Of course, these secondary chords still do not solve the consecutive fifths between the upbeat bar and bar 1, and the eighth note leap from the third (C sharp) to the E natural of the secondary dominant on beat two of bar 2 means there is no direct move from the leading note of the secondary dominant (C sharp) to the root of the dominant on beat three. We can solve these issues by adding more eighth note movement.
Notice the use of voice exchange between the tenor and bass parts in the upbeat bar removes the consecutives while also creating some eighth note movement into bar 1.
In bar 2, transferring the leading note from the alto to the bass of the secondary dominant on beat two, not only solves the issue outlined above, but also creates more eighth note movement. We can also add another secondary dominant to the texture; this time on the offbeat of beat four, bar 2.
This secondary dominant precedes the subdominant on beat one of bar 3, and adds more eighth note movement.

***

> What is asked
A: In the passage on harmony, what removes the consecutives in the upbeat bar?
B: Which lines of the listing contain the string "tree"? Pick out every one, treating uppercase and lowercase as different.
The listing after this point has no connection to the passage on harmony.

> Stored data

***

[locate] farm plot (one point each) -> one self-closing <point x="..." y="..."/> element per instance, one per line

***

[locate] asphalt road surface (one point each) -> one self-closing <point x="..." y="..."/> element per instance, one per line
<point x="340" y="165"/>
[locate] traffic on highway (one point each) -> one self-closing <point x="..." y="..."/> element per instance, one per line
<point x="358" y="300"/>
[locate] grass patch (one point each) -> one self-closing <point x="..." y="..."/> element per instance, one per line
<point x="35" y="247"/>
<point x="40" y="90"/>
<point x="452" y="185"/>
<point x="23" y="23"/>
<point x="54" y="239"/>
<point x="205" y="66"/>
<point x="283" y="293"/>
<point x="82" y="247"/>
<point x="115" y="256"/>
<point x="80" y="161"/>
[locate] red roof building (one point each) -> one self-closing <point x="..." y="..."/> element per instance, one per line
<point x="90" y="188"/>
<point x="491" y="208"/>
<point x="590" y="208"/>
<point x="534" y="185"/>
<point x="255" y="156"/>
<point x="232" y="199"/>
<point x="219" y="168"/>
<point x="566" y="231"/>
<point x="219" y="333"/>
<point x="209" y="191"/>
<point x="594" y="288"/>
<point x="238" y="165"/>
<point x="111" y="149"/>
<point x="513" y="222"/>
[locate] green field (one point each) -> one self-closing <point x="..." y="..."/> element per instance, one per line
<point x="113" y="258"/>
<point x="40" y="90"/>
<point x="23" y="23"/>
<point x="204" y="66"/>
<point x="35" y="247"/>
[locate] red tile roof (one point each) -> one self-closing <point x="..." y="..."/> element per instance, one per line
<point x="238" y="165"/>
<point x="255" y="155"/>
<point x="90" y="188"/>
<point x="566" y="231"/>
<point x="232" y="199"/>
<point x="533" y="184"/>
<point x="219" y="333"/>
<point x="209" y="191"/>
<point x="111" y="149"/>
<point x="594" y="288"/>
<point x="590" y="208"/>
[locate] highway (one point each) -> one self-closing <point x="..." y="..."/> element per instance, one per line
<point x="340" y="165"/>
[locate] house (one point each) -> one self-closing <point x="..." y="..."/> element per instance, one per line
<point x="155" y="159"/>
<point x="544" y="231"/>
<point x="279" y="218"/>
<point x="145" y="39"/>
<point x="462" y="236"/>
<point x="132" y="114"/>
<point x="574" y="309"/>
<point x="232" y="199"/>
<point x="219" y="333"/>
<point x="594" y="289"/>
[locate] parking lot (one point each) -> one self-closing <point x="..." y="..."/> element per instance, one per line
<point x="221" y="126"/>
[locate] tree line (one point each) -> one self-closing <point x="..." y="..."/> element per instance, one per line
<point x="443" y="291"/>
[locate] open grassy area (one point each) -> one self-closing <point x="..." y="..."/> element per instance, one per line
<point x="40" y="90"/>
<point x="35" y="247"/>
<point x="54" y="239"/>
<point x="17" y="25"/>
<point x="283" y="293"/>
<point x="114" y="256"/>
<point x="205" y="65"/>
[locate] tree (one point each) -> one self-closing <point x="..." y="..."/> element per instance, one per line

***

> Expected results
A: Voice exchange between the tenor and bass parts.

B:
[locate] tree line (one point each) -> one self-closing <point x="..." y="..."/> element per instance, one per line
[locate] tree (one point each) -> one self-closing <point x="..." y="..."/> element per instance, one per line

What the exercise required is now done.